**EXERCISE MATERIAL:**
————
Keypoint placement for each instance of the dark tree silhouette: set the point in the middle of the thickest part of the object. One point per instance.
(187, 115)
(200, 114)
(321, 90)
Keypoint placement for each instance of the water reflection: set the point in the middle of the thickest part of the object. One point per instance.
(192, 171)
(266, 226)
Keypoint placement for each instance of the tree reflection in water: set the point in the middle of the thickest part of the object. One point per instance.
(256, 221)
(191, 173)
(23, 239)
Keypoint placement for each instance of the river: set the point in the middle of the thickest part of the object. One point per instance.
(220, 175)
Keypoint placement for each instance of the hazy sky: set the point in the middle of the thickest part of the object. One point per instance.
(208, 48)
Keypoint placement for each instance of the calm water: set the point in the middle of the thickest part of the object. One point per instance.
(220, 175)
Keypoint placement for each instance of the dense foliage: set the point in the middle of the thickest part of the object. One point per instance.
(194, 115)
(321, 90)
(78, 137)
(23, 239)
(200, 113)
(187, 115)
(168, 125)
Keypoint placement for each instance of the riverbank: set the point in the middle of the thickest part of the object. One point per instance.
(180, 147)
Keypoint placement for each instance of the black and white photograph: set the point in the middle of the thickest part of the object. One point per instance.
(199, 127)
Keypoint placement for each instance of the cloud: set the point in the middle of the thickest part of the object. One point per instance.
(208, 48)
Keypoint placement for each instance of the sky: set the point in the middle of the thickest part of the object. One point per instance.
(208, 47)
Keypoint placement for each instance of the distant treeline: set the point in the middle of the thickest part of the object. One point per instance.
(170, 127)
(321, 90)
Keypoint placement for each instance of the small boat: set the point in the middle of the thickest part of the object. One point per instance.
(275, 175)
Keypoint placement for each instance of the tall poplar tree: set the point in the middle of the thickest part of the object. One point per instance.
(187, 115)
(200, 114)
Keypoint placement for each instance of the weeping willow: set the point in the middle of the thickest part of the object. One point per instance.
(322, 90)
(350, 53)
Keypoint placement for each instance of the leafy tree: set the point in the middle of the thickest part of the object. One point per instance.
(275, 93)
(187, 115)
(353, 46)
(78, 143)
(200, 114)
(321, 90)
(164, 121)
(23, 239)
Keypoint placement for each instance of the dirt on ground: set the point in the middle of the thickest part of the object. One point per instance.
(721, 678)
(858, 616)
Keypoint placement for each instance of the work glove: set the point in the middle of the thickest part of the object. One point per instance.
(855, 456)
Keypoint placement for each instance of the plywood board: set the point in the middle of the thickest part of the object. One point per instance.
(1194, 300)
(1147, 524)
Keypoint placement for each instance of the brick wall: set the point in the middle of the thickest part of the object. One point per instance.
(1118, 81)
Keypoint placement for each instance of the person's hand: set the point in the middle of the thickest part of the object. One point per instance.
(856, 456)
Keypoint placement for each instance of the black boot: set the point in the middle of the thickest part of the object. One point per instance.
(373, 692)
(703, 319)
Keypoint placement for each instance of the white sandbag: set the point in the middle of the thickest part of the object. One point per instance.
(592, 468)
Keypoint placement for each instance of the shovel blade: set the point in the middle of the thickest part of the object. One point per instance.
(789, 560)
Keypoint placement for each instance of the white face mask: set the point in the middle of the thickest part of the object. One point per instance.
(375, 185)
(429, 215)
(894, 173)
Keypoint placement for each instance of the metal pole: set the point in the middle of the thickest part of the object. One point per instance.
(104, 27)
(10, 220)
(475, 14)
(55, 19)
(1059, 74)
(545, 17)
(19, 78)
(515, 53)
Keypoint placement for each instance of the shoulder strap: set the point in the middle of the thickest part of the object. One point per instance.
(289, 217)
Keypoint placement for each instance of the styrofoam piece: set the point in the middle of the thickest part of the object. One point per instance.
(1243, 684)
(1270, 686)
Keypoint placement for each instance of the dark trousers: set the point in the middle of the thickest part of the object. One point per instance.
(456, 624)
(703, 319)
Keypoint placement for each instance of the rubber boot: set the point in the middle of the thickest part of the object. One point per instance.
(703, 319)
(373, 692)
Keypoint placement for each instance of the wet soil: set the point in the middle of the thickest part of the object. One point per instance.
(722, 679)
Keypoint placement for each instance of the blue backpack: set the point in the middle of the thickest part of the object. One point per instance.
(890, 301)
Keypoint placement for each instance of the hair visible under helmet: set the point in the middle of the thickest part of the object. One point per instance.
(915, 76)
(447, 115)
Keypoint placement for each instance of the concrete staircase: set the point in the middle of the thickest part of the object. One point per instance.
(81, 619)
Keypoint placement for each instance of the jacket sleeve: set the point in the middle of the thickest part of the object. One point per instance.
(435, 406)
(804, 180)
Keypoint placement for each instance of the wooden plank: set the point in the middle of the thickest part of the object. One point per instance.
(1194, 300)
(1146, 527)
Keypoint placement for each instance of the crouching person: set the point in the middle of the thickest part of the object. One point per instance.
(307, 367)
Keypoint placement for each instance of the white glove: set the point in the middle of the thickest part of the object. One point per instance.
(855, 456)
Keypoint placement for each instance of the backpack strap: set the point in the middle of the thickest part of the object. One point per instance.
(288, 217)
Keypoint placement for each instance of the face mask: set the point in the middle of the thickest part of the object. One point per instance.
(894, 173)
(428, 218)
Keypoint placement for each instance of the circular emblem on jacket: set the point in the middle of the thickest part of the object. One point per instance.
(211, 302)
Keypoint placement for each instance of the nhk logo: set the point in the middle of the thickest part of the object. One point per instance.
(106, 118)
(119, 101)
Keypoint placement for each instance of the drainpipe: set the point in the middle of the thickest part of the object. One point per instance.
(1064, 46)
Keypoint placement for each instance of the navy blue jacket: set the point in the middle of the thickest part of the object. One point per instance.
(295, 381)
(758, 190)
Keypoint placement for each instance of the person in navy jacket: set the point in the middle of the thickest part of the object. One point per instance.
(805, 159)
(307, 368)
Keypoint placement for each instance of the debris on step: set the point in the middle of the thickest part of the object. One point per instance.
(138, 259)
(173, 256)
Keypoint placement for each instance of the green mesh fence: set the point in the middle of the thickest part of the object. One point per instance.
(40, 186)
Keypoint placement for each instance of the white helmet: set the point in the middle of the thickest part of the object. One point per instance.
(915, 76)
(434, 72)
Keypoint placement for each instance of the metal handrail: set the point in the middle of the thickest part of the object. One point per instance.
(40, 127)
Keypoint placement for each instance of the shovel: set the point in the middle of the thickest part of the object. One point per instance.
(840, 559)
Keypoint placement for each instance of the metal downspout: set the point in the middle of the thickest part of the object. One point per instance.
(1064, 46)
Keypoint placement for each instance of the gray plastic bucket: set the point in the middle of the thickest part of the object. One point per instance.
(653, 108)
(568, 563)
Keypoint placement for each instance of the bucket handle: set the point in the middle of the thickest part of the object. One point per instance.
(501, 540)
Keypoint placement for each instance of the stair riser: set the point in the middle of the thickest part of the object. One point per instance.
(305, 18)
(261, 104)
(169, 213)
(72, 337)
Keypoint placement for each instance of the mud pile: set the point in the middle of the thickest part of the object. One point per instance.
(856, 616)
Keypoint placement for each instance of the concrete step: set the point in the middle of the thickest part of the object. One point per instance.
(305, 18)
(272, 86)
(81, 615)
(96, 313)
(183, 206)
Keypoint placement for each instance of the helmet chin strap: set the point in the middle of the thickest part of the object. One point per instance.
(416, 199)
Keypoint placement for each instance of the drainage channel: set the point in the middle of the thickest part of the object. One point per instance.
————
**EXERCISE AIM:**
Repeat only the stretch of lines starting at the one containing "Keypoint placement for each instance of the white helmet: set" and running to the final line of the entries above.

**RESPONSE:**
Keypoint placement for each instance of the white helmet: set the point in the middle of the thickest part of the object. One point per instance.
(915, 76)
(434, 72)
Keypoint placement for each instance of the metal handrail: set the point in the middle of the thickest part of the object. One point per instance.
(40, 127)
Keypoint placement for each instance of the shovel: set the point in the middle of the thickest part of the object. One point per instance.
(840, 559)
Keypoint placement for each instance of the metal downspout: set the point in the middle of the thickest part of the object. One point per instance.
(1064, 46)
Keypoint placement for each instance of the gray plastic bucket: set the point in the middle of the thickest part of the object. One point per instance.
(653, 108)
(568, 563)
Keypoint placement for each instance of the bucket handle: set the point in the middle of the thickest part of the object. One point per instance.
(501, 540)
Keypoint placement for each instance of the stair riser: set the point in the middle of the thickest part of the object. One point per instance.
(305, 18)
(261, 104)
(169, 213)
(72, 337)
Keypoint placement for each instance of the mud pile: set the point in the middle of the thickest part of the object. One point per instance.
(856, 616)
Keypoint placement for each instance of the concrete step: set the point in the middle of the thickest part of the object. One point per instance.
(305, 18)
(272, 86)
(81, 615)
(96, 313)
(183, 206)
Keypoint placement for each instance of the helmet chin strap: set the point in the middle of the thickest part of the object. One point per instance.
(416, 199)
Keypoint placement for each instance of the drainage channel: set the point in the middle of the thickest part of the object. One point per instance.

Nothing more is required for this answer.